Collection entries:
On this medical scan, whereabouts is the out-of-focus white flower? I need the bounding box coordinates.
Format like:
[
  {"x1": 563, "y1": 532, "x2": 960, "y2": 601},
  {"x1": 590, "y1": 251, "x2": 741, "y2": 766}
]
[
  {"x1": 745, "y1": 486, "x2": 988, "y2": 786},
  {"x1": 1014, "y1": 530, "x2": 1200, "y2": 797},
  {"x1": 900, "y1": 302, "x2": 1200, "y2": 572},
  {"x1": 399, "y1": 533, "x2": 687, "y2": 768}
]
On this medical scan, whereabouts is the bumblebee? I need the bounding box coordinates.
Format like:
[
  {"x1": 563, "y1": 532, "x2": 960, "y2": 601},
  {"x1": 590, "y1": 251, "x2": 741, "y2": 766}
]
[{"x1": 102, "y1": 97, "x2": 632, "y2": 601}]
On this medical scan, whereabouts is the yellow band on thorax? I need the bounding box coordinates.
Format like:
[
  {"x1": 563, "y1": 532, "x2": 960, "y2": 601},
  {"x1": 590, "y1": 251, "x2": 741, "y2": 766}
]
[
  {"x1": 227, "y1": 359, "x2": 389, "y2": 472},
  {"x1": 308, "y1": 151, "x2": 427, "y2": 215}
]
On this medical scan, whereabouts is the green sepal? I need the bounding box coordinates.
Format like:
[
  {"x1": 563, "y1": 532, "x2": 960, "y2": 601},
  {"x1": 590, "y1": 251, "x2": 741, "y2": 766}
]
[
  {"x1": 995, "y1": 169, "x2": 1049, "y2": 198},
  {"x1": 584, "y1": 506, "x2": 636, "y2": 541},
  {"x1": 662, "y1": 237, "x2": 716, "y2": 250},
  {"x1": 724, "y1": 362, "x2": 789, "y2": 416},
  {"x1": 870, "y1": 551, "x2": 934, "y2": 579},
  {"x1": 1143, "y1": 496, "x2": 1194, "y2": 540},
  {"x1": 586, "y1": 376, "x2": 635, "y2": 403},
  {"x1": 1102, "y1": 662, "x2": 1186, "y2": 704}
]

Task: Find the number of lines above that hold the word "bounding", then write that number by itself.

Solution to this task: 4